TASK TO COMPLETE:
Could you restate every entry word for word, leaving the pictures out?

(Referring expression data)
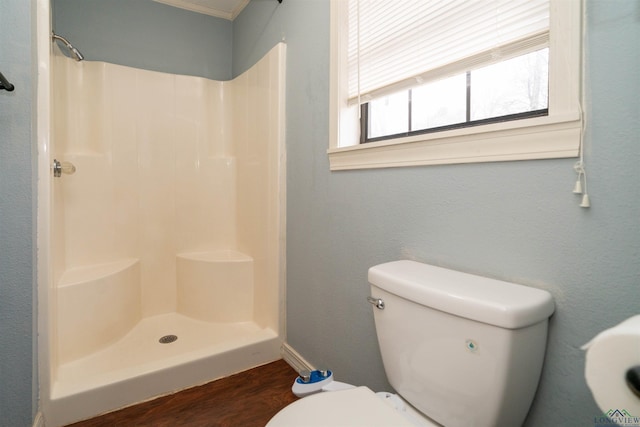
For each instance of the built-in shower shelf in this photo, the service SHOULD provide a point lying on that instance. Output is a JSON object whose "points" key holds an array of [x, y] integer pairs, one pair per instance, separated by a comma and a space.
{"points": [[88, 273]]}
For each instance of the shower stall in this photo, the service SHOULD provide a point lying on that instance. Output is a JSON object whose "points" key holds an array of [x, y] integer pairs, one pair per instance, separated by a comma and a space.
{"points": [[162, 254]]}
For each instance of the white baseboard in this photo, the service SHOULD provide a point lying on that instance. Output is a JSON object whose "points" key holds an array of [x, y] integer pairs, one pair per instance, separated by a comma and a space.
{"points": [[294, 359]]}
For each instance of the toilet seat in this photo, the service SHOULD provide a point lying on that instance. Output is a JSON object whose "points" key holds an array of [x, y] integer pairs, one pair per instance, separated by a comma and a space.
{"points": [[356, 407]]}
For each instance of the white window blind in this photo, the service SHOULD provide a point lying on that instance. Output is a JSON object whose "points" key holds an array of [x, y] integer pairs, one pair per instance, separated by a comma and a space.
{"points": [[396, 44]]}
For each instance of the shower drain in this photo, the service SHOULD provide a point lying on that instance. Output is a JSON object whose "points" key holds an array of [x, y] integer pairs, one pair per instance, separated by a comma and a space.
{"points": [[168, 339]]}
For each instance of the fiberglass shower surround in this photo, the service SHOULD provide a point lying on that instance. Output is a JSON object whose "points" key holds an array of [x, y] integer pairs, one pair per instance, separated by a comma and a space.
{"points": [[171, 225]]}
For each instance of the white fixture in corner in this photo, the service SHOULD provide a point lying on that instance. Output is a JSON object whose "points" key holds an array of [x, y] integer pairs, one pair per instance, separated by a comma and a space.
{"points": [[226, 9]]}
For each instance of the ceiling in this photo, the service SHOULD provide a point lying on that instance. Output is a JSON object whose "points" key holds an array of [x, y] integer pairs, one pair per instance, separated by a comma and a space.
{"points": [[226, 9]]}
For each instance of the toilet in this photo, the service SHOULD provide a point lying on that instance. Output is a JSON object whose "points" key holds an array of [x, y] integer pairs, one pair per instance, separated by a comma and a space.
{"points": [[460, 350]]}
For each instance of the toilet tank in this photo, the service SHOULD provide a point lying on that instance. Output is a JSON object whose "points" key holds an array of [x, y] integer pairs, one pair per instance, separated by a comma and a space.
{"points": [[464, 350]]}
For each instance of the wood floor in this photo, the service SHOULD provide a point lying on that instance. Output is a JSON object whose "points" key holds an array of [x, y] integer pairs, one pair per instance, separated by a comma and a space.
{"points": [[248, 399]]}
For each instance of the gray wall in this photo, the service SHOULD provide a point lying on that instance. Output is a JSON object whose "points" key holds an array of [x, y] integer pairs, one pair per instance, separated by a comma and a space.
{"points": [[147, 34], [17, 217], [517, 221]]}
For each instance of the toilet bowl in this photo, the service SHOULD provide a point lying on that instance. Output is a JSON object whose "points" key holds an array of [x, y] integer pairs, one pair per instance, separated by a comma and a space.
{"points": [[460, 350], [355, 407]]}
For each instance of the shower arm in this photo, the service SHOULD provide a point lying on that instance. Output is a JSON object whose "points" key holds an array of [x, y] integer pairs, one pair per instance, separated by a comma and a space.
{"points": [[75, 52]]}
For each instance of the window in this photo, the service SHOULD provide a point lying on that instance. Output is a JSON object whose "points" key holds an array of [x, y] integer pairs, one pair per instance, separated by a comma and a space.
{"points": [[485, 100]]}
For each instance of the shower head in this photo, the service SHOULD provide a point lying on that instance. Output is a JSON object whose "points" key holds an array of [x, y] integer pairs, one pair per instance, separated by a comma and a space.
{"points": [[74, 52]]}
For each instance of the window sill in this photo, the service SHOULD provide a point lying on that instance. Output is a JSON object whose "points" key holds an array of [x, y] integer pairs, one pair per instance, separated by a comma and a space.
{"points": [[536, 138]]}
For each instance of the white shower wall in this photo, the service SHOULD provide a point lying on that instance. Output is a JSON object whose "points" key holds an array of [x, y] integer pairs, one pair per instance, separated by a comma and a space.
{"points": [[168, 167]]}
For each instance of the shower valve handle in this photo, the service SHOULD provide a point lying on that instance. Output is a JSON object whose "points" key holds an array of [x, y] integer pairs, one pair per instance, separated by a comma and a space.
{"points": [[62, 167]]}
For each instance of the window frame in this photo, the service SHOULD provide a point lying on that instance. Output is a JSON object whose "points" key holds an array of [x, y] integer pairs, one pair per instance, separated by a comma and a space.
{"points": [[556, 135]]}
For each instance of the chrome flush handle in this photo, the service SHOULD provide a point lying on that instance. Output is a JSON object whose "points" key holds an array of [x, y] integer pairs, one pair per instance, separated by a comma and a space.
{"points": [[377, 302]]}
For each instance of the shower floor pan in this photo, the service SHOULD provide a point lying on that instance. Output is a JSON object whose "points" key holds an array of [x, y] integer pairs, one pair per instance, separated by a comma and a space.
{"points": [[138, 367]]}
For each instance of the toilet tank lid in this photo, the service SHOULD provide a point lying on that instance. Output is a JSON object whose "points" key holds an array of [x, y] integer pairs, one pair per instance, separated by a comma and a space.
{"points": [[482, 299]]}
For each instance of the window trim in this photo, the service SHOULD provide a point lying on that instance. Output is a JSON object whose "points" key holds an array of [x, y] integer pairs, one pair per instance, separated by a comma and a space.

WRITTEN RESPONSE:
For each instance of the built-in shower shelf in this photo, the service SHOULD provide a point lying on that instance. Output is a JSON object whose "points" key holds an array of [x, y] integer pairs, one pair per instance, separated by a comma and a space.
{"points": [[88, 273]]}
For each instance of the shower stall in this photo, the service SHOULD provide a point lying on that instance. Output is a JSON object whose "points" key holds an array of [x, y] integer pairs, one pair per instance, separated by a comma and a space.
{"points": [[162, 254]]}
For each instance of the white baseboard in this photo, the service SHOULD provide a point lying on that instance. Output is a JSON object whose "points" key holds an array of [x, y] integer pairs, one pair per instance, separated by a comma and a space.
{"points": [[294, 359]]}
For each instance of the toilet seat in this photo, the service SHOULD provide a point lying on that instance. Output is a JSON object whose "points" key holds an array of [x, y] integer pairs, one pair per instance, separated by a comma and a space.
{"points": [[356, 407]]}
For each instance of the white window blind in this photo, the service SHOULD provide a point lying on that instance. Output is a JSON object whose "points" key holds an array of [x, y] integer pairs, one pair per instance, separated by a comma and a space.
{"points": [[396, 44]]}
For each instance of the shower drain in this photo, the service SHOULD provide a point lying on that instance. Output is a JSON object whose "points" key holds an array of [x, y] integer pairs, one pair per instance, separated by a comma and a space.
{"points": [[168, 339]]}
For each instance of the fiberglass shower surround in this photo, the service SHOULD provide a point lying on that instance. Output is a JSON object whose "points" key holds an array of [x, y] integer pairs, one pair per instance, separated by a comma and a space.
{"points": [[171, 225]]}
For each instance of the white fixture in corner in this photo, the service SHOULD provide a point lying on that instance. Output is a JSON object whose "points" key holds an array of [x, y] integer pairs, one pair per instance, separated by a comma and a space.
{"points": [[226, 9]]}
For each instance of the ceiling in this photo, the service SHOULD provide a point lying on that instance. Output is a JSON object whose "points" key holds an array of [x, y] integer pairs, one pair per instance, separated by a comma and a space.
{"points": [[226, 9]]}
For each instance of the toilet in this photo, the service SHOULD provide a point lying on that instance. Output is a JSON object whose "points" key holds an array of [x, y] integer pairs, one pair per instance, separated by a comma and a space.
{"points": [[460, 350]]}
For each instance of the toilet tank in this photo, the service SHOULD provide a point lying on that instance. Output is a JSON object whose "points" key holds an array of [x, y] integer pairs, one pair per instance, separated by a comma and a space.
{"points": [[464, 350]]}
For each instance of the wood floor in this photo, the service SHOULD provide a point lying on that instance. Output is a JSON object whose "points" key holds an array of [x, y] integer pairs, one pair per instance, separated by a comma and a space.
{"points": [[248, 399]]}
For each instance of the gray wall in this photo, the service SHOULD provide a point lying on that instance. Output is a JSON object whose "points" key holds an array of [x, y] integer pairs, one pair per instance, separated by a comma and a space.
{"points": [[147, 34], [17, 217], [517, 221]]}
For each instance of the toilet bowl in this photo, the service SHOULD provide a point lying on that instance. Output is a JSON object whose "points" key holds an array of [x, y] integer pairs, one pair per instance, separated by a comma and a space.
{"points": [[460, 350], [355, 407]]}
For each instance of the shower arm in this photo, the service SHOULD provide a point lying on that instance. Output is a JSON object whose "points" key holds an array of [x, y] integer pairs, one pair per instance, separated by a comma and a space.
{"points": [[75, 52]]}
For each instance of the window in this photo, the service SHOULD provide a point lying on that instance. Output is a JSON object whose "points" key holds an array of [x, y] integer pairs, one pair per instance, separated by a comma and a space.
{"points": [[485, 100]]}
For each instance of the shower head in this photo, the service SHOULD provide a point lying on that instance. Output is a JSON object whose "points" key holds an array of [x, y] integer pairs, one pair per instance, separated by a comma and a space.
{"points": [[74, 52]]}
For each instance of the window sill in this photo, the service SHOULD provide a point lying on that instance. Output is a JSON object whose "points" key holds an array of [x, y] integer pairs, one pair per instance, separated by a comma and a space.
{"points": [[536, 138]]}
For each instance of the white shower wall in this photo, the service SHOULD provide a point lying on that instance. Output is a JSON object whose "points" key holds an array of [x, y] integer pairs, one pair per instance, separated by a comma and a space.
{"points": [[168, 167]]}
For each instance of the shower valve handle in this photo, the service SHOULD provide a point lying on that instance. Output is a JSON object whose "points" key holds an array of [x, y] integer pairs, one pair per instance, separated by a comma and a space.
{"points": [[62, 167]]}
For each instance of the window frame in this photo, the service SHOULD provide a point lying on that instance. Output is a JSON object whose "points" key holds an array of [x, y] integer pairs, one pair per instance, separated by a comma and a space.
{"points": [[556, 135]]}
For each instance of the chrome flush handle in this photo, the service SHOULD provide a point lying on that instance. Output is a JSON object whose "points" key holds an array of [x, y] integer pairs, one pair per instance, separated by a comma and a space.
{"points": [[377, 302]]}
For each instance of the shower floor pan in this photo, the service SHOULD provide a point lying on that instance. Output is a JSON object whose "points" key holds an array of [x, y] integer pairs, one pair per instance, separated by a comma and a space.
{"points": [[138, 367]]}
For each instance of the toilet tank lid in this photo, the service SHOULD provide a point lying on that instance. Output is a JSON object whose "points" key holds an array of [x, y] integer pairs, one pair per instance, separated by a comma and a space.
{"points": [[482, 299]]}
For each instance of the window trim in this photo, the service SHOULD provide a point lying on that instance. Output is a JSON object whose "points" key holds an array of [x, y] integer pairs, one pair per instance, separated by a comma and a space.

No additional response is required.